> [练习任务] 将下列全部条目原样照录一遍，一字不改。

> [练习材料]
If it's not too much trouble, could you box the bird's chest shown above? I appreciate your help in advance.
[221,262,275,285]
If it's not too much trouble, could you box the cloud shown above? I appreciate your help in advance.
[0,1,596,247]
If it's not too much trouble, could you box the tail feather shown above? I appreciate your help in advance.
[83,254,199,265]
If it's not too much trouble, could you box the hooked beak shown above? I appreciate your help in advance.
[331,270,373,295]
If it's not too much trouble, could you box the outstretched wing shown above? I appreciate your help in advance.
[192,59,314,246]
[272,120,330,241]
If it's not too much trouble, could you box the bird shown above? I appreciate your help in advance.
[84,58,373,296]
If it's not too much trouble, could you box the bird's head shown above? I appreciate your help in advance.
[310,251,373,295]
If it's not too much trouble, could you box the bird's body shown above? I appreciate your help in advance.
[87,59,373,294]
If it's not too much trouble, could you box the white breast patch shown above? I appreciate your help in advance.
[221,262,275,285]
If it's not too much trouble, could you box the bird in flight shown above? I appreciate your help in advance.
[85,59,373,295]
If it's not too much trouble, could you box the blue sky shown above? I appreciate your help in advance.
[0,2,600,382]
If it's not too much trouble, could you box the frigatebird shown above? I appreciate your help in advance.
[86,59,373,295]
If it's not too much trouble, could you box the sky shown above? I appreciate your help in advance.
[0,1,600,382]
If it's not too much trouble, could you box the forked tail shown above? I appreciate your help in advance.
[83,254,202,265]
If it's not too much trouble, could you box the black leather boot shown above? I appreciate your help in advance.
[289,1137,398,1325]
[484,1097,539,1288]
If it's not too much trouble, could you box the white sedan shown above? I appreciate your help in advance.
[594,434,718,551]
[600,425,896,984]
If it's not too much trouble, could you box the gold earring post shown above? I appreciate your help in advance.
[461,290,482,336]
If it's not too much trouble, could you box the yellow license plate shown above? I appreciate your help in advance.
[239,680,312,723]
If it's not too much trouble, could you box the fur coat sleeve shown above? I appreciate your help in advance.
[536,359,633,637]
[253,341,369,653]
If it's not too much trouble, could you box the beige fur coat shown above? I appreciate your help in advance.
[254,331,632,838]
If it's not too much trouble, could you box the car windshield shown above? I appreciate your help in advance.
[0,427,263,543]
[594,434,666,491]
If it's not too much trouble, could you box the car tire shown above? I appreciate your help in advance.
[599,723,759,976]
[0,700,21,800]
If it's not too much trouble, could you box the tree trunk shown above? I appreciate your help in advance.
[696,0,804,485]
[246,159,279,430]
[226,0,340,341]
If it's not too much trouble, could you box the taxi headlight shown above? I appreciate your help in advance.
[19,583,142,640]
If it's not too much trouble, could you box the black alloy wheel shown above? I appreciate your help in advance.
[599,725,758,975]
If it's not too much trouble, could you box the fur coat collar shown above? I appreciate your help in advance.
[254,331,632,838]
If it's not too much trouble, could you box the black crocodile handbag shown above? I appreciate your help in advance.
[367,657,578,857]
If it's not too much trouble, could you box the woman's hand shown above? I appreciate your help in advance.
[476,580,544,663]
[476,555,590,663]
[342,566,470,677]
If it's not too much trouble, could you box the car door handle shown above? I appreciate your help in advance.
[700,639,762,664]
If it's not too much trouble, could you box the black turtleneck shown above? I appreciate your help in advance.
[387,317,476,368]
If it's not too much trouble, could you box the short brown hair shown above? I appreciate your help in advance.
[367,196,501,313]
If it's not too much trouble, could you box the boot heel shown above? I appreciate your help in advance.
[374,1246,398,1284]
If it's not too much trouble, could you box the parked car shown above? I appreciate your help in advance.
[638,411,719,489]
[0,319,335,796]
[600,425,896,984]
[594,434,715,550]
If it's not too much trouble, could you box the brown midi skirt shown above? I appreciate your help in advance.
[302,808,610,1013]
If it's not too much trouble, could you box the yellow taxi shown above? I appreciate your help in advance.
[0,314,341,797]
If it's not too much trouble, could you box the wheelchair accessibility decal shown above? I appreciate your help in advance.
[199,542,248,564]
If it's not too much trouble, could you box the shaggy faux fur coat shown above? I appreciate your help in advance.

> [参考答案]
If it's not too much trouble, could you box the bird's chest shown above? I appreciate your help in advance.
[221,262,275,285]
If it's not too much trouble, could you box the cloud shown above? I appreciate your help in advance.
[0,1,596,247]
If it's not too much trouble, could you box the tail feather shown above? I appreciate your help in advance.
[83,254,199,265]
If it's not too much trouble, could you box the hooked beak shown above? I appreciate your help in advance.
[331,270,373,295]
If it's not too much trouble, could you box the outstretched wing shown above? I appreciate your help in advance.
[192,59,314,246]
[272,120,330,241]
If it's not too much trouble, could you box the bird shown above? I appreciate your help in advance.
[84,58,373,296]
If it's not too much trouble, could you box the bird's head shown above? I appreciate your help in advance.
[310,251,373,295]
If it's not too much trouble, could you box the bird's body shown above? I appreciate your help in advance.
[87,59,373,294]
If it's not too much trouble, could you box the white breast patch shown above? I appreciate your help in advance.
[221,262,275,285]
If it's not too much trouble, could you box the bird in flight shown above? I appreciate your help in advance.
[85,59,373,295]
If it's not too much trouble, could you box the blue sky shown above? I appreciate your help in advance.
[0,2,600,382]
If it's not too much trouble, could you box the frigatebird shown above? I appreciate your help in advance.
[86,59,373,295]
If it's not too much trouble, could you box the sky shown above? I appreciate your help in advance.
[0,1,600,382]
If it's not too much trouble, could you box the forked tail shown above? I appreciate your help in advance.
[83,254,202,265]
If it's not too much trouble, could you box the black leather boot shown above? I appreciate your help in advance.
[289,1137,398,1325]
[484,1097,539,1288]
If it's not too much trouble, could you box the white sedan shown above? I appreciate your help in advance.
[594,434,718,551]
[600,425,896,984]
If it's not too much trouble, could you box the gold earring post shown above? I appreciate your help in advance.
[461,290,482,336]
If it's not too much trouble, could you box the yellow license plate shown above? I appreciate your help in advance.
[239,680,312,723]
If it's not too much trouble, could you box the fur coat sleeve shown above? I appreciate your help in advance.
[536,359,633,637]
[253,341,369,653]
If it's not too much trouble, could you box the beige fur coat shown above? I appreciate your help in advance.
[254,331,632,838]
If it's not too much trouble, could you box the car windshield shown above? I appreciate your help in advance.
[0,427,263,543]
[594,434,666,491]
If it's not too much trouble, could you box the car tire shown above? I appreciate your help in advance.
[599,723,759,976]
[0,700,21,800]
If it's not too much trouble, could you box the tree trunk shown above? I appreciate your help in advance.
[696,0,804,485]
[246,159,279,430]
[226,0,340,341]
If it's not too much trouble, could you box the taxi headlight shown above? I appreciate your help in advance.
[19,583,142,640]
If it's not too much trouble, could you box the black alloy wheel shown above? I appreciate your help in advance.
[599,725,758,975]
If it's not too much trouble, could you box the fur coat collar shown above? I appreciate your help in advance.
[254,331,632,838]
If it's not too much trouble, could you box the black crocodile handbag shown above? I appreciate your help in advance.
[367,657,578,857]
If it's not too much trouble, could you box the woman's hand shown above? I appreciate your help in advance.
[476,580,544,663]
[476,555,590,663]
[342,566,470,677]
If it's not too much trouble, could you box the car door handle shown above? I appreciate your help in advance.
[700,639,762,664]
If it's not too much trouble, could you box the black turtleneck shown above? I appreciate your help in advance.
[387,317,476,368]
If it's not too much trouble, could you box the short brown hair shown above? I appreciate your help in advance.
[367,196,501,313]
If it's not too much trouble, could you box the boot heel shown above? I appreciate your help in advance.
[374,1246,398,1284]
If it's not too much trouble, could you box the parked car shown above? I appreciate your help in advance.
[638,411,719,489]
[0,319,335,796]
[600,425,896,984]
[594,434,715,550]
If it's not too much trouble, could you box the brown midi skirt shown above? I appreciate your help in advance.
[302,808,610,1013]
If it's not too much trouble, could you box the yellow taxi shown above? I appreciate your help in advance.
[0,314,341,797]
If it's not too much trouble, could you box the wheelchair accessibility decal shown above? I appreciate your help in advance.
[199,542,248,564]
If it's not too much trouble, could you box the shaggy faux fur coat shown above? I appreciate your help in advance.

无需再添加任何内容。